▸ Task brief:
Update the data below, changing each occurrence of "dermoscopic image" to "photo" and keeping every other word the same.

Source records:
----
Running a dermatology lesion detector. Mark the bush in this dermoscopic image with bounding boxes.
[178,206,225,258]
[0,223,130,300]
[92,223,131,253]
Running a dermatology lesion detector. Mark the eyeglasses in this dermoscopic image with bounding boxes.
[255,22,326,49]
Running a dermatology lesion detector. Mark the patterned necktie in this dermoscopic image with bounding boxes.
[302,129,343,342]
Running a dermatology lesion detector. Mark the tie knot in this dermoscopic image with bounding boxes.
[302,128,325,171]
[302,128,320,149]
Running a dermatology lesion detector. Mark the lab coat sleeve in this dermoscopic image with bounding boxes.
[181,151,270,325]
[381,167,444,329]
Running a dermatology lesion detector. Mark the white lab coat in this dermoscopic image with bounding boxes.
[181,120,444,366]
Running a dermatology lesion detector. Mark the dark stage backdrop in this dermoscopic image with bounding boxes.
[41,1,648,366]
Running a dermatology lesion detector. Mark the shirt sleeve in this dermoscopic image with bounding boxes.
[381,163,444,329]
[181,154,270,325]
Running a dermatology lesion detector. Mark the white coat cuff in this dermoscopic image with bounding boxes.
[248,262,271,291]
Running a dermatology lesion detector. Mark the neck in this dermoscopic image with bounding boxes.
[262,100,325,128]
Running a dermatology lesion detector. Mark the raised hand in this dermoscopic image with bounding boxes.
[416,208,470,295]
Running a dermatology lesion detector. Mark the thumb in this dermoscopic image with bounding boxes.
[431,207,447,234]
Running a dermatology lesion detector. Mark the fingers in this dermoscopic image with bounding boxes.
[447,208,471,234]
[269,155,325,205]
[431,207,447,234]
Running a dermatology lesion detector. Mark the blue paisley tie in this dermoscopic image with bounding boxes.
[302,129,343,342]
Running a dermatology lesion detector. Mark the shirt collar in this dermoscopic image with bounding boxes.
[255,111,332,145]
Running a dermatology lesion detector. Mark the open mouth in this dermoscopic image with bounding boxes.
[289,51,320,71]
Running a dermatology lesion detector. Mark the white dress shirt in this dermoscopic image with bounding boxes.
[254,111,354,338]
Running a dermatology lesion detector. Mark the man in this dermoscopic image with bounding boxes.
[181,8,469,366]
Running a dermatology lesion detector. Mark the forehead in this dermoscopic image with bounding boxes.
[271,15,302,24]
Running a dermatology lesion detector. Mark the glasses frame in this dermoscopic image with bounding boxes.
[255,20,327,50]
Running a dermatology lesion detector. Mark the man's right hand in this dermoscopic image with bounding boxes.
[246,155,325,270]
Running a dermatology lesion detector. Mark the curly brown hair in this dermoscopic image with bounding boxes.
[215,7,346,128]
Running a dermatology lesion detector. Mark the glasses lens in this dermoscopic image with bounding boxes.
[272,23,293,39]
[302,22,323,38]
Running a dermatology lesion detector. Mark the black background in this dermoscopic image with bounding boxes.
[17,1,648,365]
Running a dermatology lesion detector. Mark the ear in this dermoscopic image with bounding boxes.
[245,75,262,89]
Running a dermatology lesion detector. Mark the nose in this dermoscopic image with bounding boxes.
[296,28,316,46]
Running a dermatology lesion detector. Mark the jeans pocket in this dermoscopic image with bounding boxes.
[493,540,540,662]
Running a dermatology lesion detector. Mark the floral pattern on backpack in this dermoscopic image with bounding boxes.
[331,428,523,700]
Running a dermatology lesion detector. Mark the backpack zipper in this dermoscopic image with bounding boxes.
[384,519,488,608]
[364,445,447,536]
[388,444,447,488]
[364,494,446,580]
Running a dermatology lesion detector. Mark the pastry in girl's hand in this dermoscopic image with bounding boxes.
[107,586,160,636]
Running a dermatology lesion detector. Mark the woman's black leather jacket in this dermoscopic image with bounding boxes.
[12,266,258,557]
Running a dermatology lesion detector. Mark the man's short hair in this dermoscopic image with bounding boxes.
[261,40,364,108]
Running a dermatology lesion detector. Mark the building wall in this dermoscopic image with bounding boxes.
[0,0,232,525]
----
▸ Answer to this problem:
Running a dermatology lesion detector. Mark the bush in this photo with bounding boxes.
[178,206,225,258]
[0,223,130,300]
[92,223,131,253]
Running a dermatology lesion detector. Mark the eyeglasses in this photo with bounding boxes.
[255,22,326,49]
Running a dermatology lesion detector. Mark the patterned necktie in this photo with bounding boxes.
[302,129,343,342]
Running a dermatology lesion detector. Mark the tie knot in this photo with bounding boxes.
[302,128,325,171]
[302,128,320,149]
Running a dermatology lesion detector. Mark the lab coat sleeve in this photo with bounding boxes.
[181,151,270,325]
[381,167,444,329]
Running a dermatology lesion detector. Mark the white lab coat in this photo with bounding boxes.
[181,120,444,366]
Running a dermatology lesion detector. Mark the dark stage backdrop in this photo with bounding boxes.
[41,1,648,366]
Running a dermatology lesion detector. Mark the shirt sleeve in this photo with bounding boxes.
[381,163,444,329]
[181,154,270,325]
Running a dermatology lesion detector. Mark the white coat cuff in this photo with bounding boxes.
[248,262,271,291]
Running a dermatology lesion detector. Mark the neck in this photo with bounding boxes.
[262,100,325,128]
Running a dermatology lesion detector. Mark the raised hand in this photo with bounding boxes.
[416,208,470,295]
Running a dermatology lesion detector. Mark the thumb in this photo with bounding boxes.
[431,207,447,234]
Running a dermatology lesion detector. Mark the fingers in this photo with bounding boxes.
[447,208,471,234]
[269,155,325,205]
[431,207,447,234]
Running a dermatology lesion detector. Mark the blue paisley tie in this photo with bounding boxes.
[302,129,343,342]
Running a dermatology lesion detector. Mark the shirt collar in this photo with bounding boxes.
[255,111,332,145]
Running a dermatology lesion detector. Mark the open mouth in this photo with bounding boxes.
[289,51,320,71]
Running a dermatology lesion detector. Mark the white dress shirt in this photo with bounding boxes.
[254,111,354,338]
Running a dermatology lesion detector. Mark the man in this photo with bounding boxes.
[181,8,469,366]
Running a dermatology lesion detector. Mark the forehead in this photo with bounding boxes.
[271,15,302,24]
Running a dermatology lesion detector. Mark the glasses frame in this photo with bounding boxes.
[255,20,327,50]
Running a dermatology lesion detector. Mark the man's right hand in this photo with bounding boxes.
[246,155,325,270]
Running a dermatology lesion detector. Mark the curly brown hair in this photo with bounding boxes.
[215,7,346,128]
Running a dermatology lesion detector. Mark the glasses lens in this photo with bounding boxes.
[272,23,293,39]
[302,22,323,38]
Running a dermatology lesion detector. Mark the black background in this photo with bounding boxes.
[17,1,648,365]
Running a dermatology lesion detector. Mark the ear in this photo with bounding boxes.
[245,75,262,89]
Running a dermatology lesion detector. Mark the nose in this photo with bounding boxes.
[296,28,316,46]
Running a dermatology lesion detector. Mark the jeans pocket in this photo with bounding boxes.
[493,540,540,662]
Running a dermatology lesion detector. Mark the floral pattern on backpack in this photo with bounding boxes.
[331,428,523,700]
Running a dermatology lesion detector. Mark the backpack zipper in this photo with bounding boxes.
[384,519,488,608]
[364,445,447,536]
[388,444,447,488]
[364,494,446,580]
Running a dermatology lesion detector. Mark the pastry in girl's hand in this photo with bounding boxes.
[107,586,160,636]
Running a dermatology lesion detector. Mark the woman's black leather jacket in this photo with bounding boxes.
[12,266,258,557]
Running a dermatology lesion detector. Mark the man's short hair in this photo with bounding boxes.
[261,40,364,108]
Running a dermatology lesion detector. Mark the building wall in this photo with bounding boxes.
[0,0,232,525]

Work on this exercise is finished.